- [The request] Please copy out every line of the material below word for word, changing nothing.

***** Records for this task *****

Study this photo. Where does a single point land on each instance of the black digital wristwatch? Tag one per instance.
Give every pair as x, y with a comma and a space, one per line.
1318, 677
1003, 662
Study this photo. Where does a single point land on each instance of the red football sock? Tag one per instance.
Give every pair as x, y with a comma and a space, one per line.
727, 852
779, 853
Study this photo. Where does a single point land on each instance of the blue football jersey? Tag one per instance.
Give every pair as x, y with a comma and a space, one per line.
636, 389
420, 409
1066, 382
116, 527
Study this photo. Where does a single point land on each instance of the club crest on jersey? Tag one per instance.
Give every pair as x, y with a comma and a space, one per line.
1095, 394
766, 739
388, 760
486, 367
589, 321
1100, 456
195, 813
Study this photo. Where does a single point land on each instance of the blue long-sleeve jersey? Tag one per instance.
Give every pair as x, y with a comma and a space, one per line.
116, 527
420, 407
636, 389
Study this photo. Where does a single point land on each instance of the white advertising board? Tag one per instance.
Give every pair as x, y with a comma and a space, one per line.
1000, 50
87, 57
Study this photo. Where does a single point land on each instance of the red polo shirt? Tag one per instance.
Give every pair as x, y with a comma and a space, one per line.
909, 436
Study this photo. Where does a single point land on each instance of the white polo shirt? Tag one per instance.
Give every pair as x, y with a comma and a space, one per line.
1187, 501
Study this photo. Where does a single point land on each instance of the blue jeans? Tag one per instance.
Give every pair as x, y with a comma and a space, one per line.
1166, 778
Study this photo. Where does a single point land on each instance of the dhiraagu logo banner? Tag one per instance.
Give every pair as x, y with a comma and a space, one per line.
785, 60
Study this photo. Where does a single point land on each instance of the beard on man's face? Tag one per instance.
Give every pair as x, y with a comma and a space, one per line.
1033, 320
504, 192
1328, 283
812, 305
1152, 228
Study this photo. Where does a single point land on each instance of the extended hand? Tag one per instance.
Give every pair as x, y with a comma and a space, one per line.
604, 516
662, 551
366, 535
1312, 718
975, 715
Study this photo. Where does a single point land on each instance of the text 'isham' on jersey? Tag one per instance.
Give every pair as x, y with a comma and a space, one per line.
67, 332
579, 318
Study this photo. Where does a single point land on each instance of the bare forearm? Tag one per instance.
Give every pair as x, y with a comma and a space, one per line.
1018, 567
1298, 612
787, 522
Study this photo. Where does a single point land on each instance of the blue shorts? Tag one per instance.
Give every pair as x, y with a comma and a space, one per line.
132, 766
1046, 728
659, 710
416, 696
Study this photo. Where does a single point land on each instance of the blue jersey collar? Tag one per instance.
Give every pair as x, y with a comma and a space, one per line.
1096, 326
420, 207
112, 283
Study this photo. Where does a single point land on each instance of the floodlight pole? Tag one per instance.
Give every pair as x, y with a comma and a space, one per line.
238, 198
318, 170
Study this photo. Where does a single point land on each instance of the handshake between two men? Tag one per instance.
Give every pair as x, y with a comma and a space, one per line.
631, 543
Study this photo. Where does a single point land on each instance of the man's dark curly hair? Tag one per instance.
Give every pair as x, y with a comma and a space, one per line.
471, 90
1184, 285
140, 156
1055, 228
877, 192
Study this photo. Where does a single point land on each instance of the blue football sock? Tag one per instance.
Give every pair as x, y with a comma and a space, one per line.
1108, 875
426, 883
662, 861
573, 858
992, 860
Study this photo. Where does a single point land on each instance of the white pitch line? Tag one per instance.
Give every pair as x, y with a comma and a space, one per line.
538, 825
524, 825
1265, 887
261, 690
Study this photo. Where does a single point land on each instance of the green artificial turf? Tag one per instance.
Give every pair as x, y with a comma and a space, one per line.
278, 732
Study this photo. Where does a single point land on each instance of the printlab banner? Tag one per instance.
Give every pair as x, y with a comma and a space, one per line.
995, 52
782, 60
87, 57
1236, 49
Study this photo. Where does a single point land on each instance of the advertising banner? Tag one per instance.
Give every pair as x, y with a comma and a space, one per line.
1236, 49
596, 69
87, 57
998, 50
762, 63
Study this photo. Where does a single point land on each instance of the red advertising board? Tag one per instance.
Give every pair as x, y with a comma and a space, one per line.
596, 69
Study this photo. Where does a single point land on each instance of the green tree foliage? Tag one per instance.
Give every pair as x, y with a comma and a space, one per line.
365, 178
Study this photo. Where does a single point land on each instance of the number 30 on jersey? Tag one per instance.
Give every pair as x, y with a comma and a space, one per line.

*****

- [Reply to the exercise]
Study this photo. Where does a single point land on each instance of the black digital wristwatch? Tag one per instance.
Give every pair as x, y with a comma and a space, one per line.
1318, 677
1003, 662
Study this photo. Where does a single point land on each instance of the red football sock? Tag one per instance.
Give every pair as x, y with a comma and a space, one per line.
727, 852
779, 853
Study this photo. Where does a single point land on each instance of the blue football jersey? Tag one per instance.
Give every pair as x, y with a comma and a space, one per line.
636, 389
420, 409
1066, 382
116, 527
Study this photo. Where does a single point land on each instance of the club crest on jersey? Tag one per instance.
Give every pair as x, y with a comma and a space, one per line.
1095, 394
766, 739
388, 760
486, 367
589, 321
1100, 456
195, 813
Study this photo. Where does a single point land on each instance of the blue long-sleeve jersey? Tag one per instance.
Give every pair as x, y with a comma and a space, one per line.
116, 527
420, 407
636, 389
Study this photo. Where does a single point land on each instance of the white advertising board? Tag one per instance.
Give every pair as x, y with a comma and a space, one per line.
1000, 50
87, 57
Study this photo. Where does a single point land on each instance of the red polo shirt? Tag one per instance.
Give every pair as x, y with a comma and a space, one per line.
909, 436
Study this photo. Where does a single point land on each instance of the white polo shirt? Tag one per instance.
Give every pair as x, y with a comma and a space, one per line.
1187, 501
Study this photo. Where does a single point land on each instance of the blue jeans? Tag one per instance.
Give every pair as x, y with a comma and a space, one per line.
1166, 778
Study this photo. Where does a single point land on each instance of the dhiraagu logo banner? Tag one per instance.
Give every pair as x, y with a comma and a space, one per line.
785, 60
Study this photo. Where does a single point land on each instance of the beard on man's face? Tag one per instance.
Give every pair as x, y with a comma and a space, one per line.
1033, 320
504, 192
1328, 283
812, 305
1152, 228
Study this photo. Where does a single point land on each instance of the extended hand? Tag one per instance.
Give every pair as x, y with a comma and a space, one per line.
604, 516
662, 551
366, 535
1312, 718
975, 715
Study this photo. Where does a single point land on each instance of the text 'isham' on jersey? Tag one per instance.
Give every pair as x, y with a comma and a space, one per line.
67, 332
579, 318
Study this photo. Where does a single point land on each instance of the bare forearm? Tag one per instance.
Give every pair as x, y with a comma and a space, one per line.
1018, 567
1298, 612
787, 522
Study this photo. Where does a single point land on each instance of the blue shorts? Tag one per instance.
Give every pair as x, y with a comma and a space, one per line.
132, 766
1046, 728
659, 710
416, 696
Study this photo. Where does a single point land on each instance of the blue jersey collar? Tag one per instance.
Give every pair as x, y with a comma and a space, one per line.
1096, 326
420, 207
112, 283
Study this photo. Where does a single point land on each instance of the floodlight pole? Tag one per instance.
Give every pair as x, y with a comma and a space, one per line.
238, 198
318, 170
Study this photo. Where does a single point land on each instance of the handshake between two men? Tag one per instance.
Give every pair as x, y with a comma and a space, one per line.
631, 543
Study this photo. Where does a single point land on each instance of the man's dark curly hair? Tag one per instance.
Give every pair as x, y with a comma and a space, one per line.
471, 90
1184, 285
140, 156
1055, 228
877, 192
Study this photo. Where does a single point land on each instance of the blue football sock? Tag one per instance.
Give every pair as x, y with a comma and a space, one per line.
1108, 875
426, 883
662, 861
573, 858
992, 860
Study this photo. Where does a single point land on each instance of the white pitch line? Tag one per instance.
Give every pair as x, y with a comma and a space, one per line.
538, 825
524, 825
1265, 887
261, 690
Study this photo. Where does a single point land on each instance of the green artificial turf? Tag one per instance.
Give every pair as x, y with a comma and a space, one per line.
278, 732
Study this photo. Where does a single point land on each instance of the printlab banner? Tag one per instance.
Give every pair as x, y with a comma and a space, one per line.
995, 52
782, 60
87, 57
1236, 49
Study this photo. Where does a single point land on each instance of the advertising banner? Tag one per instance.
Give every pair as x, y with a comma and a space, one per line.
1236, 49
596, 69
87, 57
998, 50
762, 63
Study this photo. Where does a single point land on each instance of the red advertising board? Tag one per instance.
Give every pair as x, y with a comma and a space, one per line.
596, 69
Study this photo. Where does a single point land on each instance of the green tree foliage? Tag one per instance.
Give every pair as x, y with a comma and a space, one per line.
365, 178
Study this photo. Where does a single point land on each instance of the number 30 on jersey? Tag one per instance.
Give every pair as x, y with a comma and a space, one per line.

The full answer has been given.